Short problem: Reproduce each of the following records word for word, keeping every line unchanged.

Rows:

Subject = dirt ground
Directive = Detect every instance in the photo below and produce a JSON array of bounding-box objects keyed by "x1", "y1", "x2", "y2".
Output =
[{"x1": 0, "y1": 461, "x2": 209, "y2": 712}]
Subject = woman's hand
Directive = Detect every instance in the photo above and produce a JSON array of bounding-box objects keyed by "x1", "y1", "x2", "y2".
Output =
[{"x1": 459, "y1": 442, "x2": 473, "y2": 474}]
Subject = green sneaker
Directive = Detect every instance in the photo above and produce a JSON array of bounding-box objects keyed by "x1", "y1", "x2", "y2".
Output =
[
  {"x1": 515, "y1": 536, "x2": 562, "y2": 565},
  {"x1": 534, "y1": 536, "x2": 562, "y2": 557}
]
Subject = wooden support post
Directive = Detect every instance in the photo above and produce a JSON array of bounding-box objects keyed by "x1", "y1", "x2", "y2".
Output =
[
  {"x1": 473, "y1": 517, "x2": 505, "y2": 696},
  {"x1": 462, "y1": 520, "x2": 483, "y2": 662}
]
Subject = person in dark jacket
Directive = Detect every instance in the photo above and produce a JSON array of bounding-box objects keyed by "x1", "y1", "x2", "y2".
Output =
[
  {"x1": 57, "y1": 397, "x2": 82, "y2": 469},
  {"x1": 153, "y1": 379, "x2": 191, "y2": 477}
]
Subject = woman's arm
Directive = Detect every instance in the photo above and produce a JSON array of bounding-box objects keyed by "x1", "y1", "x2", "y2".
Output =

Result of the exercise:
Subject = dirt ground
Directive = Detect every instance in the photo below and produce a JSON array of bounding-box objects keyed by "x1", "y1", "x2", "y2".
Output =
[{"x1": 0, "y1": 461, "x2": 209, "y2": 712}]
Subject = woman's hand
Directive = Detect every instance in the photo above and produce a JSON array of bounding-box objects keyed by "x1", "y1", "x2", "y2".
Output =
[{"x1": 459, "y1": 442, "x2": 473, "y2": 474}]
Subject = green sneaker
Directive = Detect every instance in the photo above and produce a JSON array of bounding-box objects keyed by "x1", "y1", "x2", "y2".
Output =
[
  {"x1": 515, "y1": 536, "x2": 562, "y2": 565},
  {"x1": 534, "y1": 536, "x2": 562, "y2": 557}
]
Subject = wooden support post
Directive = Detect every instance in the photo above and produce a JSON array of bounding-box objects keyed by "x1", "y1", "x2", "y2".
Output =
[
  {"x1": 473, "y1": 517, "x2": 505, "y2": 696},
  {"x1": 462, "y1": 520, "x2": 483, "y2": 662}
]
Subject = person in dark jacket
Directive = Detect every instance in the photo above and produce a JSON array of bounding-box objects keyed by "x1", "y1", "x2", "y2".
Output =
[
  {"x1": 57, "y1": 397, "x2": 82, "y2": 469},
  {"x1": 153, "y1": 379, "x2": 191, "y2": 477}
]
Subject = woman's arm
Directive = Detect every instance in the photo above and produce a JSON array of bounding-box objects keyed by "x1", "y1", "x2", "y2".
Output =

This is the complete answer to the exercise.